Task objective: Please find all lines in the data that hold the string "light" and copy them.

Data records:
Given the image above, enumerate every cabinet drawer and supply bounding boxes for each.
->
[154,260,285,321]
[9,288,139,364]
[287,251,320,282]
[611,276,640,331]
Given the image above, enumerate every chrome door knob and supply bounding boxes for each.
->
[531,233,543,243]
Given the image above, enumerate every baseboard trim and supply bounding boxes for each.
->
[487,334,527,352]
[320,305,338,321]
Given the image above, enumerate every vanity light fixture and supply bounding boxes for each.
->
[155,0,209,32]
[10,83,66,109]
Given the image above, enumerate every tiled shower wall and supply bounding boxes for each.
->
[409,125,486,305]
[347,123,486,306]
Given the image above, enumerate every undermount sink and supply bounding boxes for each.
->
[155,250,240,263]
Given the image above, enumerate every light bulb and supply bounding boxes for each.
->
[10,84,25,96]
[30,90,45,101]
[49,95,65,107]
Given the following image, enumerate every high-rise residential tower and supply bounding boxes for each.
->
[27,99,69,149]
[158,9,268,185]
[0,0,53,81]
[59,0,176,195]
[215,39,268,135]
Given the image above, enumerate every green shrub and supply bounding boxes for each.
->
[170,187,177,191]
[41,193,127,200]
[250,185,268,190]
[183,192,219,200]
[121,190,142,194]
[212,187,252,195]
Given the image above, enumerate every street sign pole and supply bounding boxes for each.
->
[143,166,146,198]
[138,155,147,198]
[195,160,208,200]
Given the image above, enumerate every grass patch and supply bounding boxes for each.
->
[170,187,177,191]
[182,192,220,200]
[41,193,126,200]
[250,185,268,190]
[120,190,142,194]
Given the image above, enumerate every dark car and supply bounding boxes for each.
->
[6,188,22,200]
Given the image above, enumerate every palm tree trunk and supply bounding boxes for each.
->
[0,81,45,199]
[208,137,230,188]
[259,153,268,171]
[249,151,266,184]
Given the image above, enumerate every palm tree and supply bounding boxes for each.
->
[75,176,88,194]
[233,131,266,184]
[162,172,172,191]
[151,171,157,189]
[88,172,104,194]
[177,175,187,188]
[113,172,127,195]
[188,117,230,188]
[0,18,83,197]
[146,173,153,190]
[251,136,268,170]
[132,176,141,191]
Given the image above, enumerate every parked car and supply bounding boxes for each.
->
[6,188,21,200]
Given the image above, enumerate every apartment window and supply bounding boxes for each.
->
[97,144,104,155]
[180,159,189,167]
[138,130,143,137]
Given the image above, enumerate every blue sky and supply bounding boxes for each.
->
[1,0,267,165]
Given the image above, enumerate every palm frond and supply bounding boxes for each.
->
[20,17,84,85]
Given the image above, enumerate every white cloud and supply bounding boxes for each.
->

Expected answer:
Given the image above, enumerate every vanity light fixture and supply bounding boxes for each.
Given the image above, enumerate every light bulb and supply bounding boxes for each.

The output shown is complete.